# TASK PROMPT
Change "single pin" to "single marker" in every one of the following items, and leave everything else the same.

(Pointing dataset items)
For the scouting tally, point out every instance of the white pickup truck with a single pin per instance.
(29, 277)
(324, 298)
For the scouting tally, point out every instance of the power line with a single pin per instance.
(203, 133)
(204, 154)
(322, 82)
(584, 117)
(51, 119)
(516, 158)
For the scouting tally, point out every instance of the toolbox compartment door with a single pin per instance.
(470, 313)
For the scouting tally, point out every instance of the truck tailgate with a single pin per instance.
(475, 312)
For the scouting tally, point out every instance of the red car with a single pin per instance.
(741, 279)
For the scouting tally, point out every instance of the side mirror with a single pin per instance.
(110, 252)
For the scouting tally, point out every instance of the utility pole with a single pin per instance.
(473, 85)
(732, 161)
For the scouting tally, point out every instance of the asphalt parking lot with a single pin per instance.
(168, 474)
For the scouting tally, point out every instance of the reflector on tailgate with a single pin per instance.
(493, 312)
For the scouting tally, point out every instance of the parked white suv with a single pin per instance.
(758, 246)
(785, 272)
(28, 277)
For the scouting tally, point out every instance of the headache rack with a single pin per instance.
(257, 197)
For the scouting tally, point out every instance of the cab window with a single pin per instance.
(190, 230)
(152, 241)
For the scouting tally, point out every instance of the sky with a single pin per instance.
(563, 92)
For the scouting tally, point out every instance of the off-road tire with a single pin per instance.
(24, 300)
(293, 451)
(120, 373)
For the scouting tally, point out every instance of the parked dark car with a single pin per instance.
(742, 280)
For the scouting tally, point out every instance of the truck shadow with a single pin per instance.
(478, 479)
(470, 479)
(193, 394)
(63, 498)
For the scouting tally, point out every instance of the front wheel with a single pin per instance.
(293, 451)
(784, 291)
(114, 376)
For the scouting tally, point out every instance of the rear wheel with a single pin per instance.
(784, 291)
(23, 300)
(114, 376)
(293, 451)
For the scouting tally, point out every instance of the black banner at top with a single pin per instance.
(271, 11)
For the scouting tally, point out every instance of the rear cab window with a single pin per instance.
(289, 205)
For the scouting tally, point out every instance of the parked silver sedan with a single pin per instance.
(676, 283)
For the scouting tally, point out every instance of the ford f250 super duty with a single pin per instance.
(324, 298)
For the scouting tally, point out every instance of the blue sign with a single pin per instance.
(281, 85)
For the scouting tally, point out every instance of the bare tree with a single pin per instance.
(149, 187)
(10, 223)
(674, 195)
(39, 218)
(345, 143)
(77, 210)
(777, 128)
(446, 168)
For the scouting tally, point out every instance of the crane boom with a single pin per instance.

# REPLY TO THE TASK
For the scouting tally, point out every instance of the white pickup truck with a single marker per instance.
(29, 277)
(324, 298)
For the scouting tally, point out every instance of the power line with a single marker per instance.
(203, 133)
(204, 154)
(322, 82)
(584, 117)
(51, 119)
(516, 158)
For the scouting tally, point out every instance of the toolbox compartment door with a single marker per instance.
(470, 313)
For the scouting tally, point out every instance of the truck tailgate with a single marker per instance.
(475, 312)
For the scouting tally, point out every instance of the red car with a single marker per instance.
(741, 279)
For the scouting tally, point out every instance of the side mirror with a single marker per instance.
(110, 252)
For the scouting tally, point out every instance of the utility pole with a single marker per instance.
(473, 85)
(732, 161)
For the scouting tally, point out every instance of the asphalt parking lot with a single marker per instance.
(168, 474)
For the scouting tally, point out every instance of the reflector on tailgate with a single marker per instance.
(493, 312)
For the scouting tally, point out every instance of the parked white suv with a single marker per instance.
(758, 246)
(785, 272)
(28, 277)
For the scouting tally, point out every instance of the headache rack with a single marker per instance.
(257, 197)
For the scouting tally, point out every instance of the cab window with a single marker per instance.
(190, 230)
(152, 241)
For the scouting tally, point out every instance of the sky with a single marker per instance.
(563, 92)
For the scouting tally, point out every instance of the off-road tire with a single marker per instance.
(24, 300)
(293, 451)
(120, 373)
For the scouting tally, point out every instance of the parked dark car with a single marker per instance.
(742, 280)
For the scouting tally, point out every instance of the truck shadow with a single marker per instance.
(478, 479)
(470, 479)
(193, 394)
(63, 498)
For the scouting tally, point out every instance of the front wheel with a single marker per instance.
(293, 451)
(784, 291)
(114, 376)
For the scouting tally, point out every instance of the rear wheel with a single marker per instance.
(784, 291)
(23, 300)
(114, 376)
(293, 451)
For the scouting tally, point out every instance of the black banner at top with a single marker per instance.
(271, 11)
For the scouting tally, point out every instance of the rear cab window with a single marker per instance.
(289, 205)
For the scouting tally, point out every instance of the parked silver sedan with a single marker per instance.
(676, 283)
For the scouting tally, point out every instance of the ford f250 super duty with a single marker per instance.
(324, 298)
For the scouting tally, point out every instance of the blue sign with a single marker per instance.
(281, 85)
For the scouting tally, point out every instance of the bare tree with a single marker per instance.
(149, 187)
(10, 223)
(674, 195)
(39, 218)
(345, 143)
(77, 210)
(777, 128)
(446, 168)
For the scouting tally, point out every instance of the crane boom with a single marker per instance.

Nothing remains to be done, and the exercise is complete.